▶ _Text provided_:
I don’t have much to write today. It was a normal lockdown Shabbat. I slept too much, and at the wrong times, but that’s also normal. I won at Scrabble this week. I started playing strategically. I think in the past I would just have gone for the longest or most obscure word, but sometimes a really basic word can get a higher score, if it has a high-scoring letter or hits a double word (etc.) square. I do get a bit frustrated that it’s hard to play a lot of obscure words that I know, but I guess that’s just showing off.
I tried to stay in the present and not worry about the future or beat myself up about past decisions (breaking up with E., going to the school I went to and not the one my Mum wanted me to go to). I probably have made some bad decisions in my life, albeit partly because a big part of my life was unknown until recently (high functioning autism – which technically has still not been diagnosed, so who knows where this will go?). There’s not a lot I can do about that now, though. If I do manage to build a career as a Jewish author, then I think a lot of my past decisions and difficulties will have led me to it. If I can’t do that… who knows, really?

▶ _Task requirements_:
(A) Reproduce the part of the diary entry from "I tried to stay" to "who knows, really?".
(B) Answer these questions about the diary entry:
(i) What game did the writer win this week?
(ii) What choice about school does the writer list as a past decision?
(iii) What career does the writer hope to build?

▶ _Supplied information_:
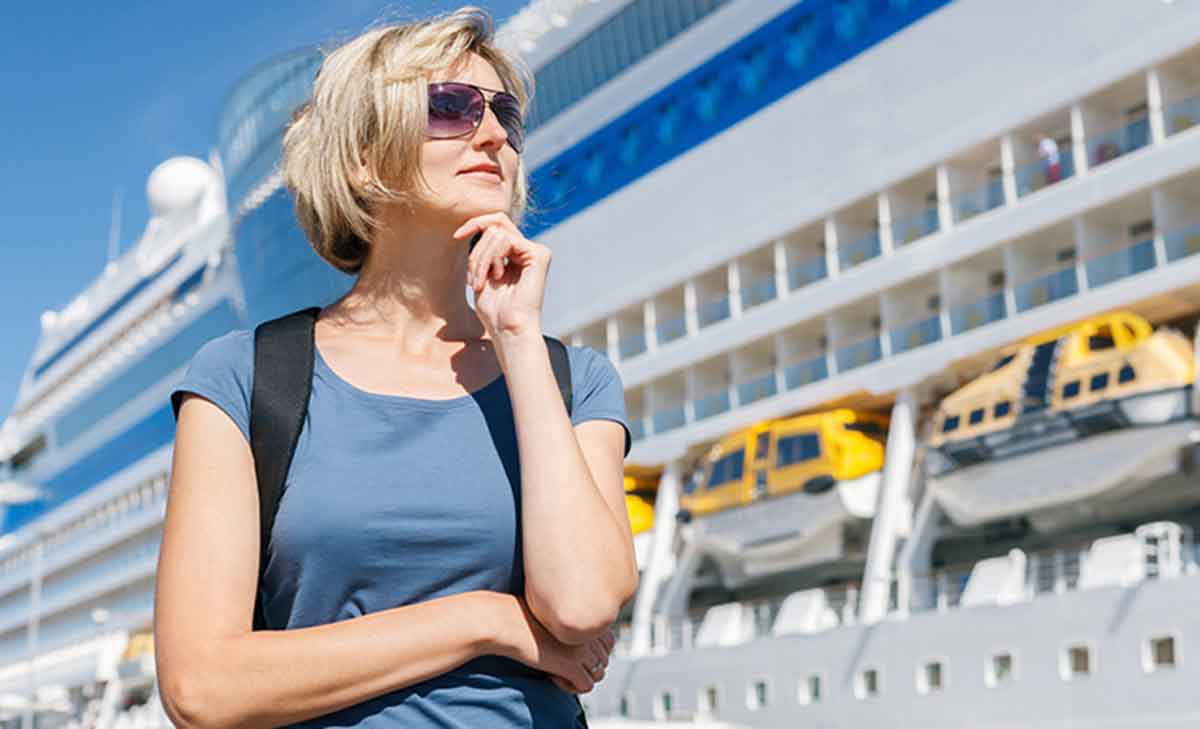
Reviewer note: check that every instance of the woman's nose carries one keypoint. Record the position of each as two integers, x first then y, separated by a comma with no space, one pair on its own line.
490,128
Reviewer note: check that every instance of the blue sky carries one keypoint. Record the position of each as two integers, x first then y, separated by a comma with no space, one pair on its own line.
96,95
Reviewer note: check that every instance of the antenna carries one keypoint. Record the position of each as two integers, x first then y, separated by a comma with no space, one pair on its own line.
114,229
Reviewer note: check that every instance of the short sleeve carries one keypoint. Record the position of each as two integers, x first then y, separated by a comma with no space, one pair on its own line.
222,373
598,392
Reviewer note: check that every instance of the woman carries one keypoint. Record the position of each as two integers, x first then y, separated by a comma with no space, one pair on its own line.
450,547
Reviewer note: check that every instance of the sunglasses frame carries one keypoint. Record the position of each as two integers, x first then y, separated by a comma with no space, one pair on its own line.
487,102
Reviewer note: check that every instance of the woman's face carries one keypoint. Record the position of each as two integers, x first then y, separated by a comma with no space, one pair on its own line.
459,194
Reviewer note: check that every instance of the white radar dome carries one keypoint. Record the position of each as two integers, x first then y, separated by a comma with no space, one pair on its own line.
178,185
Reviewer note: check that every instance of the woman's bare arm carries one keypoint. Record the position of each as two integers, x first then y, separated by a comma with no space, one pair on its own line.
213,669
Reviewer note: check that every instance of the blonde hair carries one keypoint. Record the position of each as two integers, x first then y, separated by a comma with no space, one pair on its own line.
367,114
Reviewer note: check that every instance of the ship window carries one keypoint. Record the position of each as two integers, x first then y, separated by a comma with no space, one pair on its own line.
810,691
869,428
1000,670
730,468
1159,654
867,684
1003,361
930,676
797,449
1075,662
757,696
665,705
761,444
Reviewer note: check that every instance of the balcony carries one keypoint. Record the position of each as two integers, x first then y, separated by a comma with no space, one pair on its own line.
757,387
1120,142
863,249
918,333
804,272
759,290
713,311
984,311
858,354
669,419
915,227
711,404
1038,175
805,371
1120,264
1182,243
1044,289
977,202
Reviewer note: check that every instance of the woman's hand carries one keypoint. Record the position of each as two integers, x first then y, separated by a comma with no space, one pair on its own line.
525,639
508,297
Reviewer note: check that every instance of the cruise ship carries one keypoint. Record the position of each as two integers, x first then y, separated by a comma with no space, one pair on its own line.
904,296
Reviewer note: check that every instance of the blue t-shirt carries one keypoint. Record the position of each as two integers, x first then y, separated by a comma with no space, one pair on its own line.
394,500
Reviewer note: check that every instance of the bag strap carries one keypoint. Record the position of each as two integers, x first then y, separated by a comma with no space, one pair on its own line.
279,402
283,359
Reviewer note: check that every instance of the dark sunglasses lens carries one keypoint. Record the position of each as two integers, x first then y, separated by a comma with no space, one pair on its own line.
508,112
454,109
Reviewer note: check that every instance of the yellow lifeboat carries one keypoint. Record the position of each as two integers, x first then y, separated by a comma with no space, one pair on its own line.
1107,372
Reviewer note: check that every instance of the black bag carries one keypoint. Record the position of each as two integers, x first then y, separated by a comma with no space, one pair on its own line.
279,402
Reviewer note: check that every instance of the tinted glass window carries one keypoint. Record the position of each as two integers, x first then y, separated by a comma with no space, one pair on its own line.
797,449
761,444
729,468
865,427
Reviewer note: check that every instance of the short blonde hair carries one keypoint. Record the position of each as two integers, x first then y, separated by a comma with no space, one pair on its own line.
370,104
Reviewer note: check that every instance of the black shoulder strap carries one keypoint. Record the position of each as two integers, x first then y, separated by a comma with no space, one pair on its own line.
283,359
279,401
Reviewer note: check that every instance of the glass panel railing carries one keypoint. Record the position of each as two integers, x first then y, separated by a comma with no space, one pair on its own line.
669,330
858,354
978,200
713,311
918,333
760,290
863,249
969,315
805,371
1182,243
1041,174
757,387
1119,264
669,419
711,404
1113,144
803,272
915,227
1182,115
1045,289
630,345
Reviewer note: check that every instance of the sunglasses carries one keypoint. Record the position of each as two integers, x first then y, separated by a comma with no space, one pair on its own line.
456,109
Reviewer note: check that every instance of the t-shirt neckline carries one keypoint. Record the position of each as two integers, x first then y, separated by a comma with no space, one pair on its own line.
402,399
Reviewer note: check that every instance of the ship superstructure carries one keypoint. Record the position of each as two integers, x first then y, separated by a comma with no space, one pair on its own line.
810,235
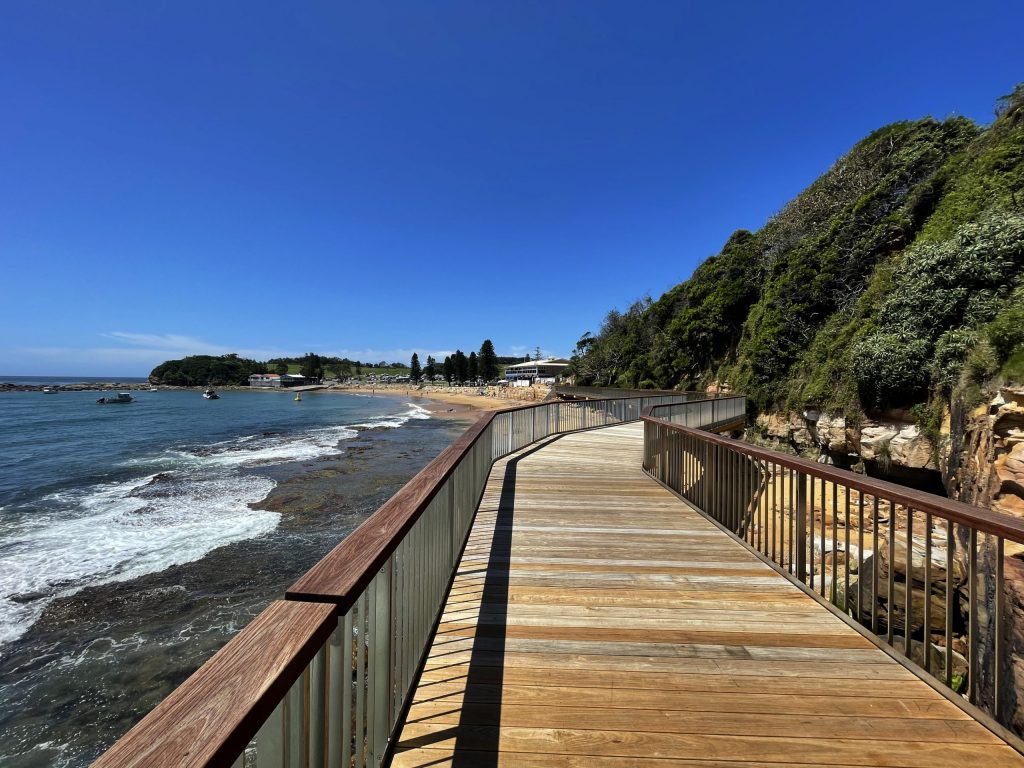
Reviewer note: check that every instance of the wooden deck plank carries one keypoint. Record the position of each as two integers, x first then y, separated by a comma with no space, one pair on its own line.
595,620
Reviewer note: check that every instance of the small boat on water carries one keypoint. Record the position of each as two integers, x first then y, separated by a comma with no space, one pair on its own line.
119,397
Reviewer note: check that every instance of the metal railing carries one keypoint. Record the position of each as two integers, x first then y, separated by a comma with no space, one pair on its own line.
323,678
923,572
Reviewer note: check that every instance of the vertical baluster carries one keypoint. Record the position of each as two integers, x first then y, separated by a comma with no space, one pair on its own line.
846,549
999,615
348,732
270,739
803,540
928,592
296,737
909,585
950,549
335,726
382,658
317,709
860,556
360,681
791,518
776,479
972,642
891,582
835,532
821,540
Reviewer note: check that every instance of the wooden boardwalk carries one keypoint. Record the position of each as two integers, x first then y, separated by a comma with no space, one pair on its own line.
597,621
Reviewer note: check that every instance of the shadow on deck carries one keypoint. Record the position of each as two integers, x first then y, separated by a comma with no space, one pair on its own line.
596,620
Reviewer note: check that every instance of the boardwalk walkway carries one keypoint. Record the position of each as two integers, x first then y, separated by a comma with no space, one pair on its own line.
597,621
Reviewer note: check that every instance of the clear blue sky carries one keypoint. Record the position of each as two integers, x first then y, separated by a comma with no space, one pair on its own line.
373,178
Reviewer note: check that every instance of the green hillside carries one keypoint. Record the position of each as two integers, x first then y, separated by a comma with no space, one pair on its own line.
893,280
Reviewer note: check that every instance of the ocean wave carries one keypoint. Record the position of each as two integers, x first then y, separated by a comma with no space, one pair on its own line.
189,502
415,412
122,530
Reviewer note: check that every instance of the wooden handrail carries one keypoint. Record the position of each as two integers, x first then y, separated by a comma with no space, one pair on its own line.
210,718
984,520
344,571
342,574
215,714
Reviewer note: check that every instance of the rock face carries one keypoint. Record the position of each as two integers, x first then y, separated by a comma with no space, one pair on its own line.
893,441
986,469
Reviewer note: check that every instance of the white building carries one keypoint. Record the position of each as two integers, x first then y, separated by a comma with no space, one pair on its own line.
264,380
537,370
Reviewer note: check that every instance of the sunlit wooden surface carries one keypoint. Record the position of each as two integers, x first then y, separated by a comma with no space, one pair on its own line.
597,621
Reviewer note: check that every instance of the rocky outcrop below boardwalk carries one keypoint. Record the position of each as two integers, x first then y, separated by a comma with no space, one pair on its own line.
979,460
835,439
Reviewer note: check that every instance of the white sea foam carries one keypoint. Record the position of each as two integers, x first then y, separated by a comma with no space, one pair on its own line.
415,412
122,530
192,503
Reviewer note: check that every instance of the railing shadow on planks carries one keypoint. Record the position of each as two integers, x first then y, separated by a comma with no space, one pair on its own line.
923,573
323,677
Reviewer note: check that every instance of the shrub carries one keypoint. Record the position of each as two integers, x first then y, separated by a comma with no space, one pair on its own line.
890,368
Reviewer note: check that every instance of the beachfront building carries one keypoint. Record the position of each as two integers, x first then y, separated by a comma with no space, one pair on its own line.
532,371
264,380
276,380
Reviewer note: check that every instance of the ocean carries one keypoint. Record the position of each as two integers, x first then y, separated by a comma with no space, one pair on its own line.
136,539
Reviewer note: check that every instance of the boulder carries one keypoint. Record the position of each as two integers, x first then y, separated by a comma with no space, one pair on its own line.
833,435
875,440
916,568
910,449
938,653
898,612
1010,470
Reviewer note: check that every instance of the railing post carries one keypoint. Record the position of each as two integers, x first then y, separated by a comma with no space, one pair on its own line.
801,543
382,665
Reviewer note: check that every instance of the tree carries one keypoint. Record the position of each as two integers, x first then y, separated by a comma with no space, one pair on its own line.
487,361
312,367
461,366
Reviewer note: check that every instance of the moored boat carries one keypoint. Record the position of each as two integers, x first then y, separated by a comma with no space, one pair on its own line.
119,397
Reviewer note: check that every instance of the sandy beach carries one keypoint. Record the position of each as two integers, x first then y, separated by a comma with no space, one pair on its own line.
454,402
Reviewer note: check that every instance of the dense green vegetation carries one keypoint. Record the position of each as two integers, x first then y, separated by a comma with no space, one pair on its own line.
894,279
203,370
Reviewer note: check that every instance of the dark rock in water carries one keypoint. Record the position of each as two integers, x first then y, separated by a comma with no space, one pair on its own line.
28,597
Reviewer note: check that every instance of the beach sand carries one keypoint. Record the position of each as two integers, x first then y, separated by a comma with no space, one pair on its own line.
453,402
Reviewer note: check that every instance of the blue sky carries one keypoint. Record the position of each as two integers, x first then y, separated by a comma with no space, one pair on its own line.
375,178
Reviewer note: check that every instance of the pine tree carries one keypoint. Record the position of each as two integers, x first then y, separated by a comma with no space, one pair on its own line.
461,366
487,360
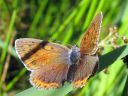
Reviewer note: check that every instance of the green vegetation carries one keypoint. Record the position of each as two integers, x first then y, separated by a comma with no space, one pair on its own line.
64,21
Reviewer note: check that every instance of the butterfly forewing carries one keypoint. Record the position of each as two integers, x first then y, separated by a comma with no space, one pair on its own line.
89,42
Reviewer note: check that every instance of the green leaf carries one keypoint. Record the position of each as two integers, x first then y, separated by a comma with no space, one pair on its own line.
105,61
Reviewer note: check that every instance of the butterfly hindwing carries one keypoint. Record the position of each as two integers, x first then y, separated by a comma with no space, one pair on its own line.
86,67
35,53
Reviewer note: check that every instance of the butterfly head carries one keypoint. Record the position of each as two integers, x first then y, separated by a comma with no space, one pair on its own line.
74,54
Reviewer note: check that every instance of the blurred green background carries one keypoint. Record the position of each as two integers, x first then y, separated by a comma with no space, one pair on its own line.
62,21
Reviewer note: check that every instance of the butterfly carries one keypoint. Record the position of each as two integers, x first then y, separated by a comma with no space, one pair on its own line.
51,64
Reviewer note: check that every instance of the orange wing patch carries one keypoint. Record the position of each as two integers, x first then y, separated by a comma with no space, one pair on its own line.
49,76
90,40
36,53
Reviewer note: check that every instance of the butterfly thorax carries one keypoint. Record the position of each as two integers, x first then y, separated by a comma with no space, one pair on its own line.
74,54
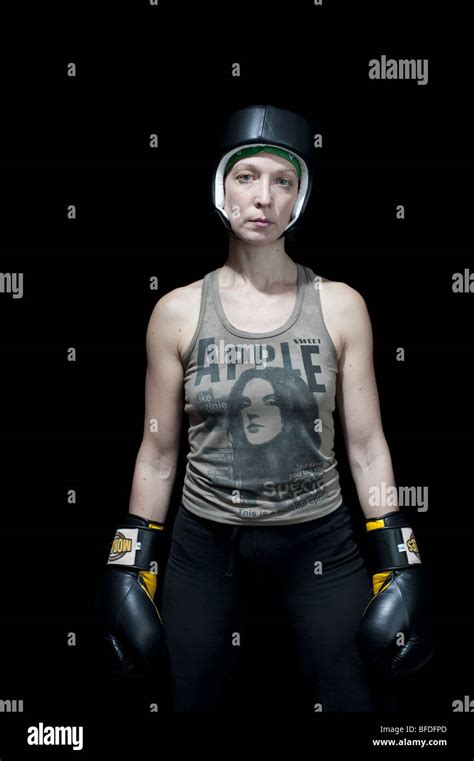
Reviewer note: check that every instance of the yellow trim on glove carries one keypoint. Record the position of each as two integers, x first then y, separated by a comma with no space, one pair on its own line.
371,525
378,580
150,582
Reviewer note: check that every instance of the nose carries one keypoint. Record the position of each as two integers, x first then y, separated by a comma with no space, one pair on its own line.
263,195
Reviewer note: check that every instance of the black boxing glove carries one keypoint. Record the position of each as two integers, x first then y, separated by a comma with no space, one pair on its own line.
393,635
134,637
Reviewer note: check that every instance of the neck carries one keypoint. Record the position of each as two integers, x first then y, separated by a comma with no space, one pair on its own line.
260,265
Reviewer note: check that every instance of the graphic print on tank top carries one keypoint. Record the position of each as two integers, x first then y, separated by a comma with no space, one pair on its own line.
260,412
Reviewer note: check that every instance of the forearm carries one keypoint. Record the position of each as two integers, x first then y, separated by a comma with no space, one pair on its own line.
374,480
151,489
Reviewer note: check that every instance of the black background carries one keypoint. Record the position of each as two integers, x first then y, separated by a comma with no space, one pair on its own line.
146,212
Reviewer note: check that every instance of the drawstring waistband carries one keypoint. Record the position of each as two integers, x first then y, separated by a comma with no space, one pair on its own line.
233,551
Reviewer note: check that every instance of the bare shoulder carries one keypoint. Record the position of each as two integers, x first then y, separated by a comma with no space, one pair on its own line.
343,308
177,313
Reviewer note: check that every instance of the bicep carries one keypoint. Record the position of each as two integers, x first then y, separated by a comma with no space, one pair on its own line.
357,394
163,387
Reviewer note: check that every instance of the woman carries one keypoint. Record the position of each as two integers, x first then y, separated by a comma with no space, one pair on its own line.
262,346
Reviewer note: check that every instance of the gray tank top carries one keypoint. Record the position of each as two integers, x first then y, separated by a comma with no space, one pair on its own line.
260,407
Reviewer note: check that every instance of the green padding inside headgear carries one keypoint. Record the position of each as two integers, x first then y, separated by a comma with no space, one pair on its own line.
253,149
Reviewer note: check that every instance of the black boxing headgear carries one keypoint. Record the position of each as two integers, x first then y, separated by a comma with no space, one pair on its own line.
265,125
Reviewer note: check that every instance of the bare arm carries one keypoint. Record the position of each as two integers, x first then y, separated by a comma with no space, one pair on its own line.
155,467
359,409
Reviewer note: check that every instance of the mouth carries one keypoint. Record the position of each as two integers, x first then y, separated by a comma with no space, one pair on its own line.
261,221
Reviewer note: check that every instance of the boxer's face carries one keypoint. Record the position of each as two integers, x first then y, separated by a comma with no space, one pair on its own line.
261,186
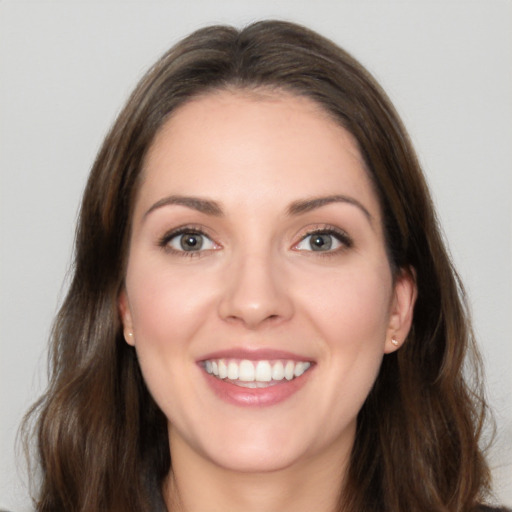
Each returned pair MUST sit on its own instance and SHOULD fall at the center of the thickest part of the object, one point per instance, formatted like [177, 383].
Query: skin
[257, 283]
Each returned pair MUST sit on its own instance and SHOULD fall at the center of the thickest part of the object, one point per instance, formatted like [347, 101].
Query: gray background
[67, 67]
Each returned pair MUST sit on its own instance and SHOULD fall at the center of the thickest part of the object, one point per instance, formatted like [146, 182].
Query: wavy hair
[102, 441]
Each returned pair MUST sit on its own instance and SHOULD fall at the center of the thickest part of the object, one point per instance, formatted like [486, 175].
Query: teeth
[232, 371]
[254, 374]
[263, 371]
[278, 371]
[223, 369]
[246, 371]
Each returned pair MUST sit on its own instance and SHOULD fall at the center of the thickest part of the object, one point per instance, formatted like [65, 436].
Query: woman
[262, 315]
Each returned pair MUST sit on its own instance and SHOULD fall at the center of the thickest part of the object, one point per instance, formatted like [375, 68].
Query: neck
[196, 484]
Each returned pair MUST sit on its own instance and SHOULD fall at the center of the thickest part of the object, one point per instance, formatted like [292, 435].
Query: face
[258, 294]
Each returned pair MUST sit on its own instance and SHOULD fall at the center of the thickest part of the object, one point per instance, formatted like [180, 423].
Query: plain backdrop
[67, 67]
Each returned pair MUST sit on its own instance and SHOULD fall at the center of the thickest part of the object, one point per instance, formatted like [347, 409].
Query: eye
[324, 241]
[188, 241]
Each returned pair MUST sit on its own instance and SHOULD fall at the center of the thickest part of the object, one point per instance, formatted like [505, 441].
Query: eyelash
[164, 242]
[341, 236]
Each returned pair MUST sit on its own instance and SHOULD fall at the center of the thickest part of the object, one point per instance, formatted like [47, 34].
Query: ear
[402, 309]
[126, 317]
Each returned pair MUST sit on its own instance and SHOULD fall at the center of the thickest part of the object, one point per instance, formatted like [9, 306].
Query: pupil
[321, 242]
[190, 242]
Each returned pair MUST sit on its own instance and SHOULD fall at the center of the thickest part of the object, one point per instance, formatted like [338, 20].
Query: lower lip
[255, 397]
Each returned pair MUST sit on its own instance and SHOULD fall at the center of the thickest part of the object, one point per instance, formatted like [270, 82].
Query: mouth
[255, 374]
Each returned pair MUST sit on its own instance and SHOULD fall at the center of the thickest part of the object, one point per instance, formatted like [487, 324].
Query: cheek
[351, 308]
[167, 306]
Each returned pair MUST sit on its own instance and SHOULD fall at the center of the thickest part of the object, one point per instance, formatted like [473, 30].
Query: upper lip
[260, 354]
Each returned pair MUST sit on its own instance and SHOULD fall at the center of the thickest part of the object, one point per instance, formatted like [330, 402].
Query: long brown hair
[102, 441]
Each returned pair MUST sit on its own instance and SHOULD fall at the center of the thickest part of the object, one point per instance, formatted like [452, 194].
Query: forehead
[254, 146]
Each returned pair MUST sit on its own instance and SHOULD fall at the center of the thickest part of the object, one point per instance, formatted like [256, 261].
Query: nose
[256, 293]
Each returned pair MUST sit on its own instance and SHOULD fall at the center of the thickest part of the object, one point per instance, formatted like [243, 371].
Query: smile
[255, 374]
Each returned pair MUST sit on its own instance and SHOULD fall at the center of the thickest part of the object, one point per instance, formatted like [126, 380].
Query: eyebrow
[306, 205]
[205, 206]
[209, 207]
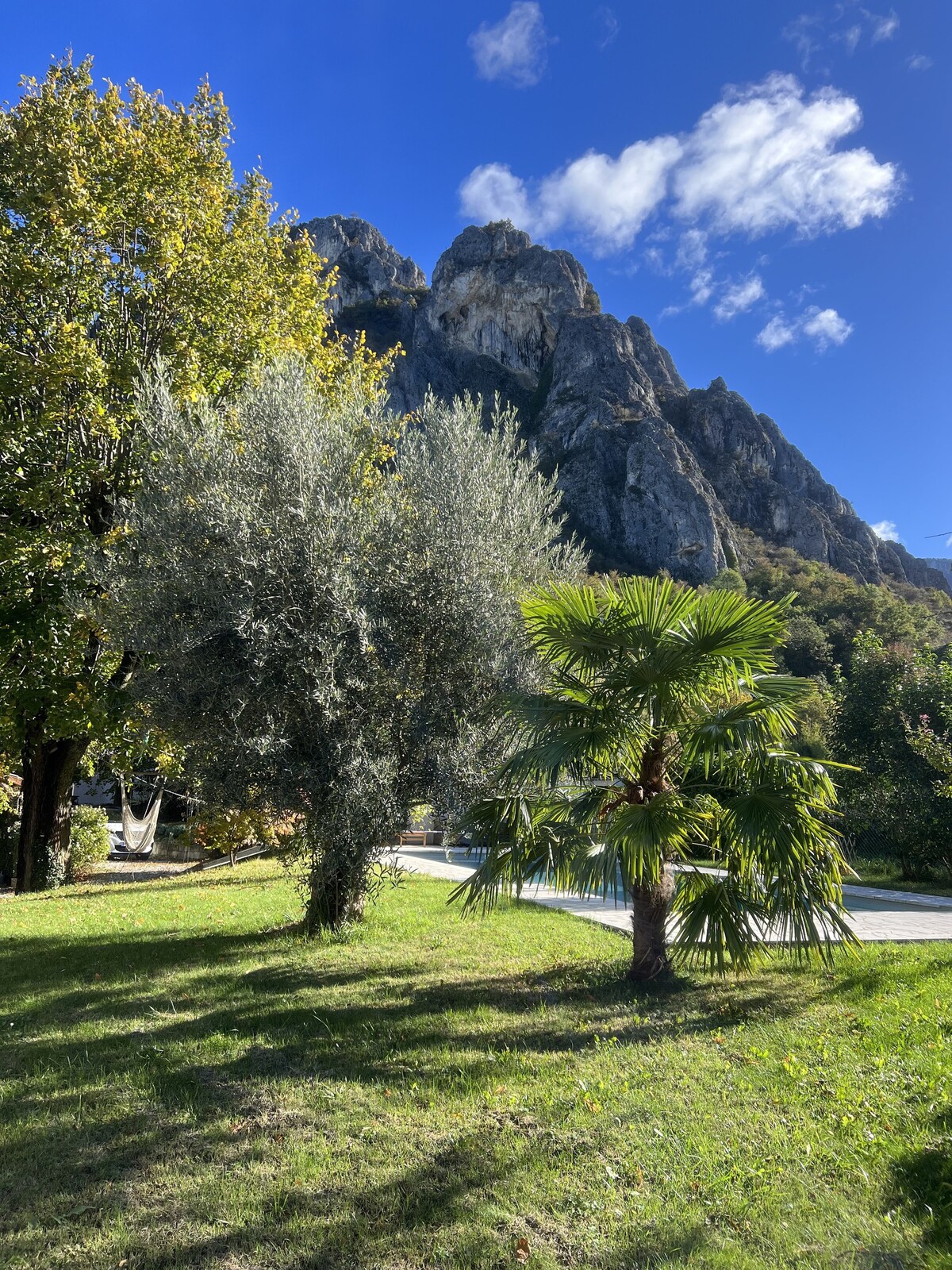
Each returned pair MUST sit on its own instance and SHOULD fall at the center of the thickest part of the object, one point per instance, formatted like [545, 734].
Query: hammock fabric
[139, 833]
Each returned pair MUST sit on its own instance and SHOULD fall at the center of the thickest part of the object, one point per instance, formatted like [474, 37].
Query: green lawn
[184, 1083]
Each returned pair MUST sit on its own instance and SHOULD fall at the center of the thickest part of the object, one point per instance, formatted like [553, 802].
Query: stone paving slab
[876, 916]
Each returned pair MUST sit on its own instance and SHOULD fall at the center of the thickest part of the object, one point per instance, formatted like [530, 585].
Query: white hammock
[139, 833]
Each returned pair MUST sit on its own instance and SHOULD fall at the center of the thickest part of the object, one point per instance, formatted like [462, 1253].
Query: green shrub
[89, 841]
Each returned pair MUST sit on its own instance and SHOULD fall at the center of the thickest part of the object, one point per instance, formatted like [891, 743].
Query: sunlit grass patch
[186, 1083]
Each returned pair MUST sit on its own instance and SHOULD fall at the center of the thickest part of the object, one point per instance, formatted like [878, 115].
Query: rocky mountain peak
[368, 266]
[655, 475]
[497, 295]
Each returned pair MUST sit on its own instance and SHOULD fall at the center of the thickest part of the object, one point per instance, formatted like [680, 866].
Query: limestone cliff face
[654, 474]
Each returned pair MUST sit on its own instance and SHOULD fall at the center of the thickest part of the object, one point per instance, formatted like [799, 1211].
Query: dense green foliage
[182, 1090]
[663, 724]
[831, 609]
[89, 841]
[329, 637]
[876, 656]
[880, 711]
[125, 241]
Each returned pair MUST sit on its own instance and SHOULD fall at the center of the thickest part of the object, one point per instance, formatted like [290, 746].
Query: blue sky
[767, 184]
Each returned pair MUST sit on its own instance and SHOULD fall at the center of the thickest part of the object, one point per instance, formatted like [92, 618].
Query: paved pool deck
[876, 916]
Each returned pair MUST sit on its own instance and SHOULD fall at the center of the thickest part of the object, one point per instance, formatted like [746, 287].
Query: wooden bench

▶ _Answers to this exercise_:
(A)
I tried to stay in the present and not worry about the future or beat myself up about past decisions (breaking up with E., going to the school I went to and not the one my Mum wanted me to go to). I probably have made some bad decisions in my life, albeit partly because a big part of my life was unknown until recently (high functioning autism – which technically has still not been diagnosed, so who knows where this will go?). There’s not a lot I can do about that now, though. If I do manage to build a career as a Jewish author, then I think a lot of my past decisions and difficulties will have led me to it. If I can’t do that… who knows, really?

(B)
(i) Scrabble.
(ii) Going to the school the writer went to and not the one the writer's Mum wanted.
(iii) A career as a Jewish author.